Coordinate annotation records
>>>>
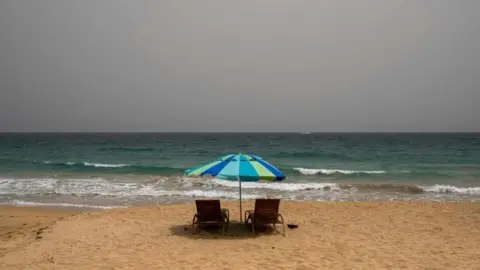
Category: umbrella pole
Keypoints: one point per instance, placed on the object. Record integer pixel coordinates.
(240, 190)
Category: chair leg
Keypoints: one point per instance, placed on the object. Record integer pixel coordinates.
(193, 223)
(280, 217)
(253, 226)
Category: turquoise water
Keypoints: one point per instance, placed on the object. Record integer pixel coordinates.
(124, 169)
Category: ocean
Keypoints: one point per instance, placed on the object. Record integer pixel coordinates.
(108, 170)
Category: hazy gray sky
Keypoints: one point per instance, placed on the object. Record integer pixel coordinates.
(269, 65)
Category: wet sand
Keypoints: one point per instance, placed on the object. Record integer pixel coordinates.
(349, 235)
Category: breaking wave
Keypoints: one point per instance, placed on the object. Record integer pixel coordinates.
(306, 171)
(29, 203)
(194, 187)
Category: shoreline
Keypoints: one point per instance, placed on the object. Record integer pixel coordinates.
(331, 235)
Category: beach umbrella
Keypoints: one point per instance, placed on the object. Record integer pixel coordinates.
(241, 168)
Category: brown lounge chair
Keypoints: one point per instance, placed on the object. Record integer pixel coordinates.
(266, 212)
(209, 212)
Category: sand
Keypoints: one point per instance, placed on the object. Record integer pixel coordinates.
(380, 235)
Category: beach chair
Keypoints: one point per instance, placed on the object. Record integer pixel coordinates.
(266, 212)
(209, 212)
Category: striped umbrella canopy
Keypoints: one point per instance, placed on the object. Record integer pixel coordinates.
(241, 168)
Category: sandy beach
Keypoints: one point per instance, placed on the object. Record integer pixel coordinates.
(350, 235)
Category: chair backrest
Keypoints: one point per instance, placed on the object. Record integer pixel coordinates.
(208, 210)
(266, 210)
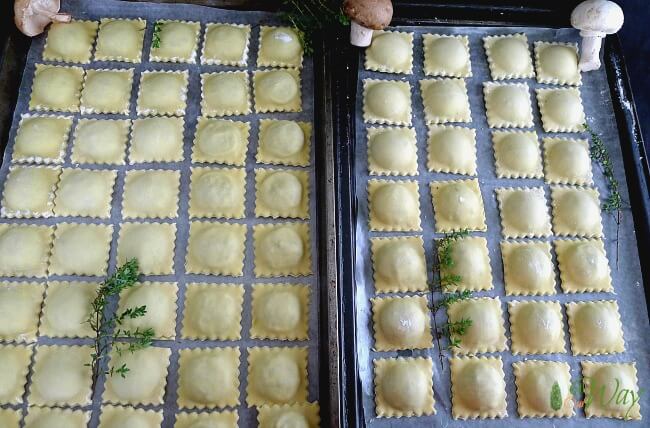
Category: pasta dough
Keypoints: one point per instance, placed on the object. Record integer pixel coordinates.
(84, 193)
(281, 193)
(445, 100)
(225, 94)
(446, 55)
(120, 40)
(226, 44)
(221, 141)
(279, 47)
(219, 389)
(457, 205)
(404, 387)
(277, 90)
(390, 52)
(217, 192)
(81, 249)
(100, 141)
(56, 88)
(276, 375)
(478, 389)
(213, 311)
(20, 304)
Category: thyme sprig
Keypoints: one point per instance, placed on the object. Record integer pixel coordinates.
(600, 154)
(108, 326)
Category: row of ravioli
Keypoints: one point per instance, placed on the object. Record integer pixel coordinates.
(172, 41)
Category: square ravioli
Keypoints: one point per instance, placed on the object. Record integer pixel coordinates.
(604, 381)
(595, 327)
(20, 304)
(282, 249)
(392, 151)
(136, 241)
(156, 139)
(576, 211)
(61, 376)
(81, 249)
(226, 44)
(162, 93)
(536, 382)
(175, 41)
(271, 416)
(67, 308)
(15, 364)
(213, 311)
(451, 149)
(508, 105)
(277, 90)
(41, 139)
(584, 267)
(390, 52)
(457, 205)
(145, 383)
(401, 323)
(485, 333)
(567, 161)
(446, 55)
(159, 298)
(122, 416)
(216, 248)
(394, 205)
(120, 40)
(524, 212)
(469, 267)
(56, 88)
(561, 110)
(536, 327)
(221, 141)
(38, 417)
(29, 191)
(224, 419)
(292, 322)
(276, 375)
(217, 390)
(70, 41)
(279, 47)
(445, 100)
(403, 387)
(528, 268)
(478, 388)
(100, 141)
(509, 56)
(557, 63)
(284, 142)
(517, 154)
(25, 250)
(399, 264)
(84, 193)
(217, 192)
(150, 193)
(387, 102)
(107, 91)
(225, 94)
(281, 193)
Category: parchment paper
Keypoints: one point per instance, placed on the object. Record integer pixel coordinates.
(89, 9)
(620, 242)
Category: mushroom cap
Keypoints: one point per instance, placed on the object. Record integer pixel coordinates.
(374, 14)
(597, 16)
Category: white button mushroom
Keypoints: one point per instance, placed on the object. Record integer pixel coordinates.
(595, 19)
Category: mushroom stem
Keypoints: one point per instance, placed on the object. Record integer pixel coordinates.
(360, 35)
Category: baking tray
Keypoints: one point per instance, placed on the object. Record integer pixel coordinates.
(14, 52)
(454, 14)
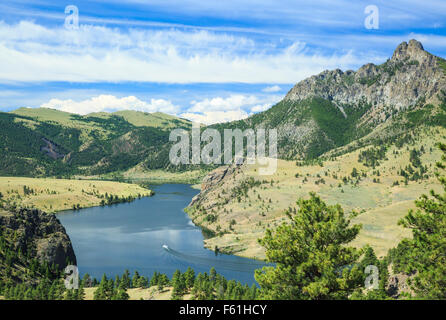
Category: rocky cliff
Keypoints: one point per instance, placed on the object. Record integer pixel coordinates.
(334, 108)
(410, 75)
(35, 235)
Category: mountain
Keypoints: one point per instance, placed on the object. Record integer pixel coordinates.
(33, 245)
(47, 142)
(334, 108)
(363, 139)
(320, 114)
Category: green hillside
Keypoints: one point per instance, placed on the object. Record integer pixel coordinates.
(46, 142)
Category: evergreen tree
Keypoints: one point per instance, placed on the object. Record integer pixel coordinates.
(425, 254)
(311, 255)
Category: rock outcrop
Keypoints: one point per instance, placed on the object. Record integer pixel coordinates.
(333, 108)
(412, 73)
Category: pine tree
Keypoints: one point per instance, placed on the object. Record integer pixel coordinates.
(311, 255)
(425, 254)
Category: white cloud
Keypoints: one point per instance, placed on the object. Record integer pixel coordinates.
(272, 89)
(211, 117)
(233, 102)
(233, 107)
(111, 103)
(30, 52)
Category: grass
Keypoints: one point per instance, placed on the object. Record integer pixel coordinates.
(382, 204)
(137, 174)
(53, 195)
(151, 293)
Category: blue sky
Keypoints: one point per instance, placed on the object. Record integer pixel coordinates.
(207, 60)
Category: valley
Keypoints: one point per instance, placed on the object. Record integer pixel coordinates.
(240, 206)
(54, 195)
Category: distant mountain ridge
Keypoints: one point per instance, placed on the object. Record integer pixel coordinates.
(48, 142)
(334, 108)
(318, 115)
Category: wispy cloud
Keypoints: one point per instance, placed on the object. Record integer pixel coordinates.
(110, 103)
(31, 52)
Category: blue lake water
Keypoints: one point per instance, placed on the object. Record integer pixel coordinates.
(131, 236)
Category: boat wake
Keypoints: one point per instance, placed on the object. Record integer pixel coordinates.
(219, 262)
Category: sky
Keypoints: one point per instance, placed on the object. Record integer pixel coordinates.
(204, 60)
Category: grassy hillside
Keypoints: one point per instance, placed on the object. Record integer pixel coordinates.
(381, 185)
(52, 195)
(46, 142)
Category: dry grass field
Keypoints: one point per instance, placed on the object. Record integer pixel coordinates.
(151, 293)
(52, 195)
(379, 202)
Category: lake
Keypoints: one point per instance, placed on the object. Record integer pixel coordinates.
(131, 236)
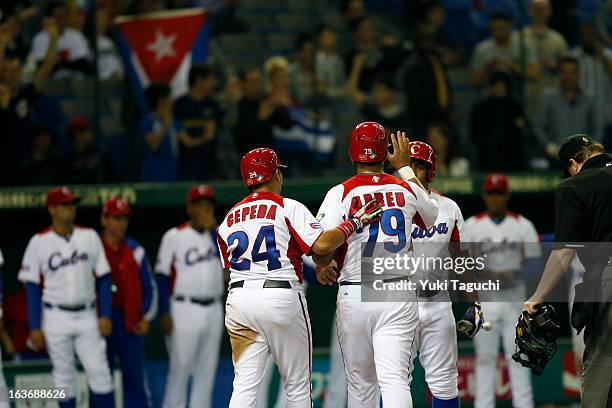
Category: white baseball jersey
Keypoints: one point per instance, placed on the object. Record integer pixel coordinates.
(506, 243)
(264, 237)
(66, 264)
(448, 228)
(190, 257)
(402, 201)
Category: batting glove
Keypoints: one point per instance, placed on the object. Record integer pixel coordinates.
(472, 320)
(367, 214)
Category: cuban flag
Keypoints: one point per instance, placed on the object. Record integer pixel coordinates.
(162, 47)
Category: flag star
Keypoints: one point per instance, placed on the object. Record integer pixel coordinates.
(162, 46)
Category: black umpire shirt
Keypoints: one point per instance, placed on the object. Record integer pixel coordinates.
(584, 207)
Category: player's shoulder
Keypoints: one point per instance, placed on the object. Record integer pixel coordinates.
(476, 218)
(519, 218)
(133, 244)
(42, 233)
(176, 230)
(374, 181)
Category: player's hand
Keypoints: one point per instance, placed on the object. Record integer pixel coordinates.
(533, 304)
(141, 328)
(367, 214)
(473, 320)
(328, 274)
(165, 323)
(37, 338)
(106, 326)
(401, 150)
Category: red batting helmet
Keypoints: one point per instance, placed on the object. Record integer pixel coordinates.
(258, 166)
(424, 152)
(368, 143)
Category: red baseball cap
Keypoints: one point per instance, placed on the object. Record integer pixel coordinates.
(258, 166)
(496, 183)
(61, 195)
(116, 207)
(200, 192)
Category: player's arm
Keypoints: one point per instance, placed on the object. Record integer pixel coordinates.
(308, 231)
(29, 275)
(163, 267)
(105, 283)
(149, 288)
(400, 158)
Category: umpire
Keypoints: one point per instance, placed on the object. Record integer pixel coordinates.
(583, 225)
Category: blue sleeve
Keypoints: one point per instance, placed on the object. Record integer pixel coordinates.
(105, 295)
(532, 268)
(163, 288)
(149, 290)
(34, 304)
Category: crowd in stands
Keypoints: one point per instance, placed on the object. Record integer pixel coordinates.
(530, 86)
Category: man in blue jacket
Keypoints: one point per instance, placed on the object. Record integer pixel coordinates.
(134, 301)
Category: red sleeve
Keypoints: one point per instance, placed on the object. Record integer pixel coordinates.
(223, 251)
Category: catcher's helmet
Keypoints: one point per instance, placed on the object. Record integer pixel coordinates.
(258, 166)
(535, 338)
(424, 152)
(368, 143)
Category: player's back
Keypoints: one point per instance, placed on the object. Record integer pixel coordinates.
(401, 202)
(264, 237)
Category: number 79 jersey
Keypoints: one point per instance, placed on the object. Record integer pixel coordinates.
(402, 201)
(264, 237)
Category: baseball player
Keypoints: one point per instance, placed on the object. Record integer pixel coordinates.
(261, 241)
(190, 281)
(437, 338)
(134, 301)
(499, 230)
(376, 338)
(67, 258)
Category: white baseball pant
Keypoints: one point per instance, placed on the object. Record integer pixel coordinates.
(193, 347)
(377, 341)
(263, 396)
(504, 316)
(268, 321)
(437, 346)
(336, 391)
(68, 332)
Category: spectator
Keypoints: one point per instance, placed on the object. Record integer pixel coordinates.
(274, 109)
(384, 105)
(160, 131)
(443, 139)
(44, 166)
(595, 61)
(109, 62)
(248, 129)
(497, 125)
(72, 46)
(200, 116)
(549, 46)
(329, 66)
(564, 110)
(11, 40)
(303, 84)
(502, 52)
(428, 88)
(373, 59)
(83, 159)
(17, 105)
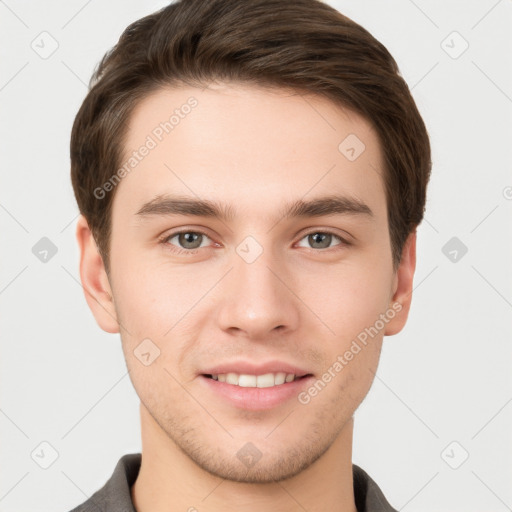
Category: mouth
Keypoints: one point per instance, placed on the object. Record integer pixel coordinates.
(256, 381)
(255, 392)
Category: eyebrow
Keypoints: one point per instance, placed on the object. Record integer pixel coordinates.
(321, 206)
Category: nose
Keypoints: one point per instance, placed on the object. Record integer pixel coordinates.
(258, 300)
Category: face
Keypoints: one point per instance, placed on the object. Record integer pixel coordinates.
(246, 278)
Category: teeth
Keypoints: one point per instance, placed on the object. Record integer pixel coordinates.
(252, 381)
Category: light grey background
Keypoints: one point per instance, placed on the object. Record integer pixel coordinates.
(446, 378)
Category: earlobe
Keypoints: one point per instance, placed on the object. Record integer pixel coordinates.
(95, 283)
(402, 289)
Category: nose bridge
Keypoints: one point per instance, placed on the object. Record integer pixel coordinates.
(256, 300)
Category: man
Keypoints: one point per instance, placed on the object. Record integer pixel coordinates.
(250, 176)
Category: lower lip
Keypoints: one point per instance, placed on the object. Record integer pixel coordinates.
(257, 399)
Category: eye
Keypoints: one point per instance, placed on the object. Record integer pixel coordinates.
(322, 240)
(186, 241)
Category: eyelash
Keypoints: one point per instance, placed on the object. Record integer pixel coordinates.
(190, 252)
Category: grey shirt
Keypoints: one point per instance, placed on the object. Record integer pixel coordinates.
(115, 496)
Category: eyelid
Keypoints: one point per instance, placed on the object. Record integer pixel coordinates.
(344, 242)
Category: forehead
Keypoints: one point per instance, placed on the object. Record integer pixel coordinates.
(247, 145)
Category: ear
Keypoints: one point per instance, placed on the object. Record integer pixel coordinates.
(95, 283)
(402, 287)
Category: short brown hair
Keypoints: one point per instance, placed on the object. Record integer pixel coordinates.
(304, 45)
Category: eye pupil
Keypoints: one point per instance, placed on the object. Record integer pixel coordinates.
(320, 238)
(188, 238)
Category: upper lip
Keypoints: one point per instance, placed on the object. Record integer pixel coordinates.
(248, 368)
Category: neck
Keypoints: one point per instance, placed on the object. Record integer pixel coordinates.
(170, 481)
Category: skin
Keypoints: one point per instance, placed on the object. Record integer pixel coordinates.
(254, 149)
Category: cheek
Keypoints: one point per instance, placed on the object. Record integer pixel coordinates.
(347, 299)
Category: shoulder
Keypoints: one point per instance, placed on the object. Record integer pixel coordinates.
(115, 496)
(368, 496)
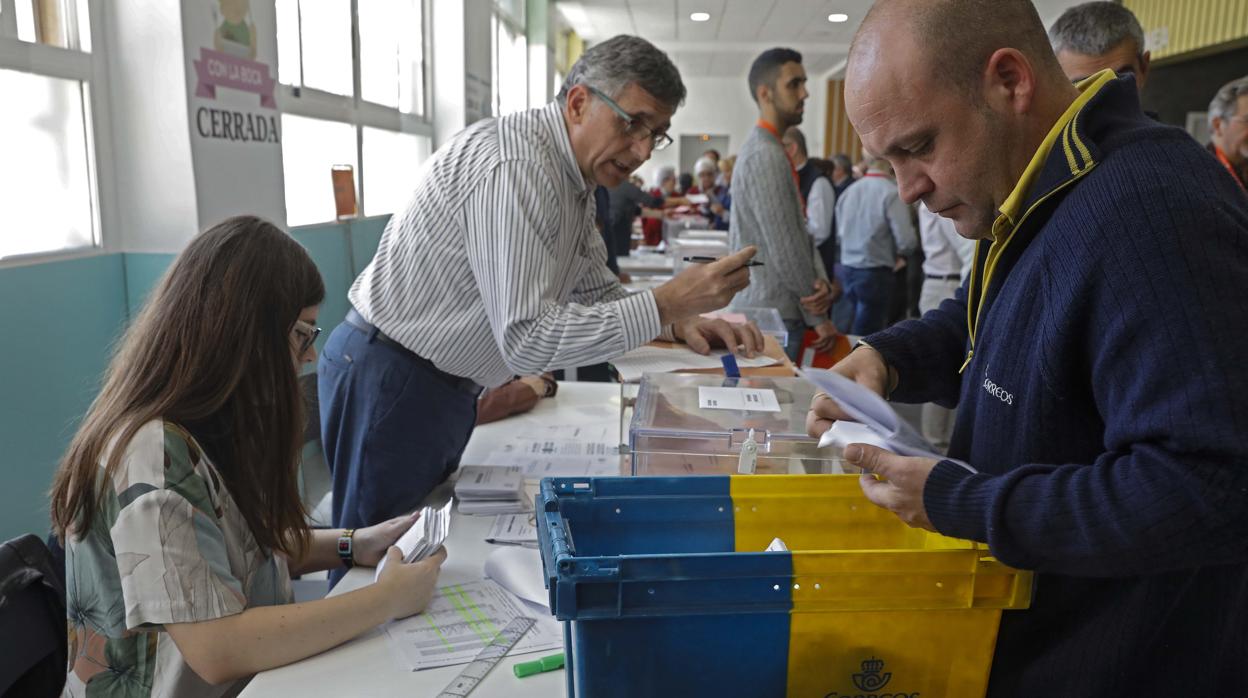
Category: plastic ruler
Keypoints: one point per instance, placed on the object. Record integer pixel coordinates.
<<<<
* AIM *
Can you quote exactly, and only, the lines from the one containing "Category: eye pupil" through the last line of the records above, keeping both ends and leaving out any pictures?

* EXPECTED OUTPUT *
Category: eye pupil
Keypoints: one point per instance, placed on the object. Record integer pixel coordinates.
(320, 238)
(188, 238)
Category: upper lip
Keypoints: one point per instance, placed on the object. Record integer pixel coordinates.
(248, 368)
Category: neck
Keypoints: one point per instance, placed on the object. Record integer pixel coordinates.
(170, 481)
Category: skin
Keypoints: one point per instance, placed on the object. Record integer pixel coordinates.
(254, 149)
Category: cheek
Keypoints: one point per instance, placed on the object. Record integer pixel coordinates.
(347, 299)
Category: shoulder
Keypoints: one point per instance, placed on the object. Record integer pixel coordinates.
(115, 496)
(368, 496)
Category: plastic ruler
Keypoints: one point per instance, placed on the object. Record integer pixel coordinates.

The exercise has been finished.